▸ Materials provided:
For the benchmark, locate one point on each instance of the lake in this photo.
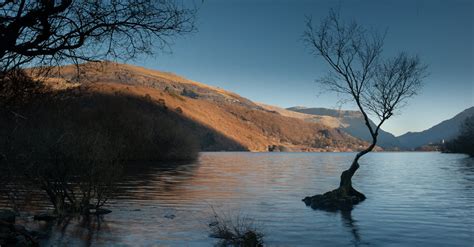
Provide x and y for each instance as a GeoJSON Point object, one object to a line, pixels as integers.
{"type": "Point", "coordinates": [413, 199]}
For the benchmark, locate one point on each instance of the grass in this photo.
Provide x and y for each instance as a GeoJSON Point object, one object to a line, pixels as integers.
{"type": "Point", "coordinates": [236, 230]}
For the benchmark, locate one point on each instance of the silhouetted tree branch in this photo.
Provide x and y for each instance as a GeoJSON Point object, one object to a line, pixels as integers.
{"type": "Point", "coordinates": [52, 31]}
{"type": "Point", "coordinates": [378, 86]}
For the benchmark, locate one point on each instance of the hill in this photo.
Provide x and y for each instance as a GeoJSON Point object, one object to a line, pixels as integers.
{"type": "Point", "coordinates": [351, 122]}
{"type": "Point", "coordinates": [446, 130]}
{"type": "Point", "coordinates": [236, 122]}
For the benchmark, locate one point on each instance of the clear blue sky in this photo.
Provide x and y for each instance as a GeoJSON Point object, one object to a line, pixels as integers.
{"type": "Point", "coordinates": [254, 48]}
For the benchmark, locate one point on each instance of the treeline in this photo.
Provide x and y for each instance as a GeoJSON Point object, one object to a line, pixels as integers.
{"type": "Point", "coordinates": [464, 143]}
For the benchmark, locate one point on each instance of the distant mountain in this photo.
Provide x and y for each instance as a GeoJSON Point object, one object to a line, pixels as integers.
{"type": "Point", "coordinates": [445, 130]}
{"type": "Point", "coordinates": [352, 122]}
{"type": "Point", "coordinates": [222, 120]}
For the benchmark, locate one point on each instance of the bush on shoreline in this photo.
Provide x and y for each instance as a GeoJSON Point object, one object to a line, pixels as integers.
{"type": "Point", "coordinates": [72, 144]}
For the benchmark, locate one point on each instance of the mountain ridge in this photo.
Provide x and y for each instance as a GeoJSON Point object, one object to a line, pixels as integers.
{"type": "Point", "coordinates": [239, 119]}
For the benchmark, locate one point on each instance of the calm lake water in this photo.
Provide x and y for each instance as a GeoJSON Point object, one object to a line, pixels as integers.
{"type": "Point", "coordinates": [413, 199]}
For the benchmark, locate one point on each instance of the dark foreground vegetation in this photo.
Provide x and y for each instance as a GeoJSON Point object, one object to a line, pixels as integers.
{"type": "Point", "coordinates": [73, 144]}
{"type": "Point", "coordinates": [236, 230]}
{"type": "Point", "coordinates": [464, 143]}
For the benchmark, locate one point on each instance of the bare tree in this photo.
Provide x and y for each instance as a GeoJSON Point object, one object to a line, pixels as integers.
{"type": "Point", "coordinates": [377, 85]}
{"type": "Point", "coordinates": [52, 31]}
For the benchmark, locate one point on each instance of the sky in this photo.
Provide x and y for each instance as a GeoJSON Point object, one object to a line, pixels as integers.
{"type": "Point", "coordinates": [255, 48]}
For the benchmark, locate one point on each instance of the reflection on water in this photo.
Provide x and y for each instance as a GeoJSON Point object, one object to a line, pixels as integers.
{"type": "Point", "coordinates": [413, 199]}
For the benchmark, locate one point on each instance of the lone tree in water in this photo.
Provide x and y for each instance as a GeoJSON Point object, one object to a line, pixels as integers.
{"type": "Point", "coordinates": [49, 32]}
{"type": "Point", "coordinates": [378, 86]}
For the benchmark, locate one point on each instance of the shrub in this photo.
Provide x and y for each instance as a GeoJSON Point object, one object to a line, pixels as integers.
{"type": "Point", "coordinates": [235, 230]}
{"type": "Point", "coordinates": [464, 143]}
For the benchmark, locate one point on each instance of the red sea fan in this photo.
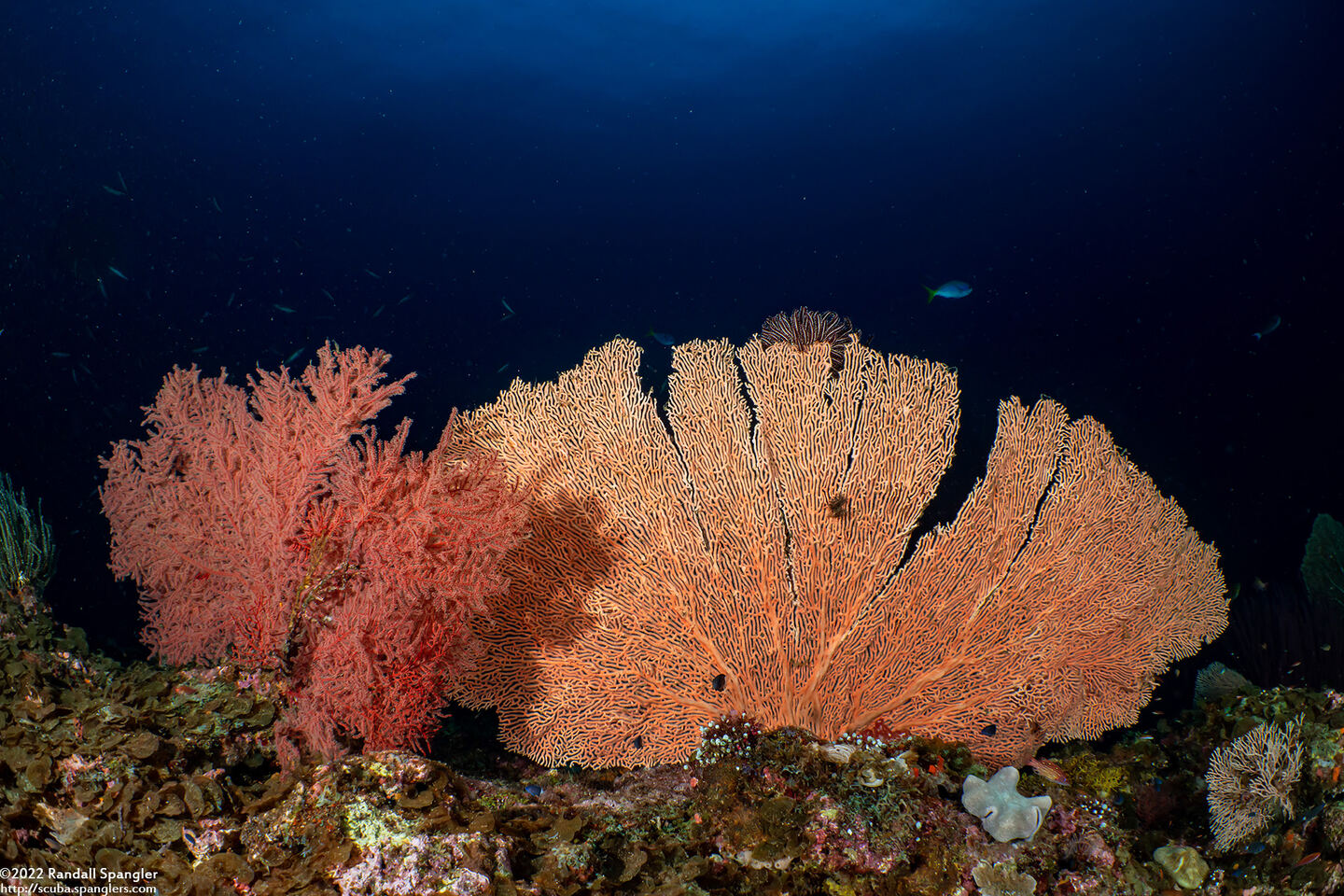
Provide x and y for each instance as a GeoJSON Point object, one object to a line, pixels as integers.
{"type": "Point", "coordinates": [422, 544]}
{"type": "Point", "coordinates": [269, 523]}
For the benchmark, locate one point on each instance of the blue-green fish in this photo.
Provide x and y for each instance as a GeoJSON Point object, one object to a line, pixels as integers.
{"type": "Point", "coordinates": [952, 289]}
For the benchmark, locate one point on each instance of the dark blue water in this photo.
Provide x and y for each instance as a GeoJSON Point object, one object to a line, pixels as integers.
{"type": "Point", "coordinates": [1133, 192]}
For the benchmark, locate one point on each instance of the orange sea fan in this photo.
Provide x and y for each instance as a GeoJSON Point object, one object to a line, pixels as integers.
{"type": "Point", "coordinates": [678, 571]}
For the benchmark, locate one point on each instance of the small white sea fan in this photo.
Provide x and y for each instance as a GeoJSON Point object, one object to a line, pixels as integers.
{"type": "Point", "coordinates": [1250, 782]}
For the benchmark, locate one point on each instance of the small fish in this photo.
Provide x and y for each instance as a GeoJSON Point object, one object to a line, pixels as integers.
{"type": "Point", "coordinates": [952, 289]}
{"type": "Point", "coordinates": [1269, 328]}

▸ Exercise brief: Copy out the part of the listing that opens with the line containing "small fish in this photo." and runs through the end of the listing, swapping "small fish" for "little fish" and leaving everything else unchanged.

▸ Answer to this problem:
For the benchmark, locate one point on each instance of the little fish in this photo.
Provide x and y for each instance as a GeoJSON Point object, one object to a line, pixels as integers.
{"type": "Point", "coordinates": [952, 289]}
{"type": "Point", "coordinates": [1269, 328]}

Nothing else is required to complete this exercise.